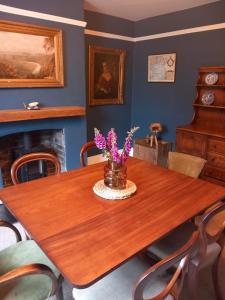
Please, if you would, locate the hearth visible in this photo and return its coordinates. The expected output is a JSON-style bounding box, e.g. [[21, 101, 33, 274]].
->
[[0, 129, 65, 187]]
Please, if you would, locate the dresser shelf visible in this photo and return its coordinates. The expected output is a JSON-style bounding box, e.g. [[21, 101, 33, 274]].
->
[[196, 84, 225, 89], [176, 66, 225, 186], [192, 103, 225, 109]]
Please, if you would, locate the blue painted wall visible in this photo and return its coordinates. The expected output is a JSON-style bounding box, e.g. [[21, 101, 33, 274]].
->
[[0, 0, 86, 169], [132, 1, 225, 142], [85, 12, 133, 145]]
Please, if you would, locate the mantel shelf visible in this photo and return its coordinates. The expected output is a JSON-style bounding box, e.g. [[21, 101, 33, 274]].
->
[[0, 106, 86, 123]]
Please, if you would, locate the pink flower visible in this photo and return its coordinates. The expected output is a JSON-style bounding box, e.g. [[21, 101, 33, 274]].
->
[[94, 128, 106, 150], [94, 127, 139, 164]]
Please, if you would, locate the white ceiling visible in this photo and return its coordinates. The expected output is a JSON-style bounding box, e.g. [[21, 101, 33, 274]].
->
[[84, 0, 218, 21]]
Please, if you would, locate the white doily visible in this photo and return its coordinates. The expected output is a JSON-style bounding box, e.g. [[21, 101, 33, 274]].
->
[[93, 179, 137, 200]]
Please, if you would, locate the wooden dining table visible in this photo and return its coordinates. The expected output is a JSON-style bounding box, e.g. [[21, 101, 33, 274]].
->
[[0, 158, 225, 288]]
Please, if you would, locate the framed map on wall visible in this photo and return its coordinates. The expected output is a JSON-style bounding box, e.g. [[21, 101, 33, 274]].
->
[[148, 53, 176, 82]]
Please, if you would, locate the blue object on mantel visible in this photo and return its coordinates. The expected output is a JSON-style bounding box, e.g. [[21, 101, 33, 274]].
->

## Your objective
Print all of the material above again word for word, but leave the picture out.

## Reply to the exercise
Please, if you would, locate the hearth visible in this photo and return its coordinates. The expected output is a JSON-style bounding box, e.g. [[21, 101, 33, 274]].
->
[[0, 129, 65, 187]]
Please, if you would, locate the dresser shelf visible in this photo and return its coordinates. The expected output is a JSON-style bounding box, e.g. [[21, 101, 33, 274]].
->
[[196, 84, 225, 89], [176, 66, 225, 186], [192, 103, 225, 109]]
Please, if you would, locate the blue painted wall visible in this photo and return its coordinates. The expected output is a JSON-style bounding box, e.g. [[21, 101, 33, 274]].
->
[[0, 0, 86, 169], [132, 1, 225, 142], [85, 12, 133, 145]]
Please, if you would, locate the mantel shelf visible in this photo and return its coordinates. The expected output is a JSON-style bounding box, e.g. [[21, 101, 33, 274]].
->
[[0, 106, 86, 123]]
Please, if you would, locate the pink flower visible in this photo and return its coordinates. The expected output is a JSON-style bounding box, e.g. [[21, 101, 33, 274]].
->
[[94, 128, 106, 150], [94, 127, 139, 164]]
Please, if you would, locate the white ceiling visible in this photo and return its coordinates. The expected output is a JSON-style bounding box, e.g. [[21, 101, 33, 274]].
->
[[84, 0, 218, 21]]
Please, if you would, locate the white doily visible in this photo and return its coordinates. The expected output is a JSON-style bounding box, e.g. [[21, 101, 33, 274]].
->
[[93, 179, 137, 200]]
Please, if you would, locate the wooden dining table visible in this photo and return its coordinates. The expected output is a JSON-style bounding box, e.g. [[21, 101, 33, 274]].
->
[[0, 158, 225, 288]]
Please, if you would, locate the framed map on wall visible in this photo and return its coordinates. The expected output is a JSON-style bounding box, e.g. [[21, 101, 33, 274]].
->
[[148, 53, 176, 82]]
Please, if you would, locate the blue object on mantel visible in this photo and return its coordinates. The expected output is a JSON-style bounding box, e.g. [[21, 101, 33, 274]].
->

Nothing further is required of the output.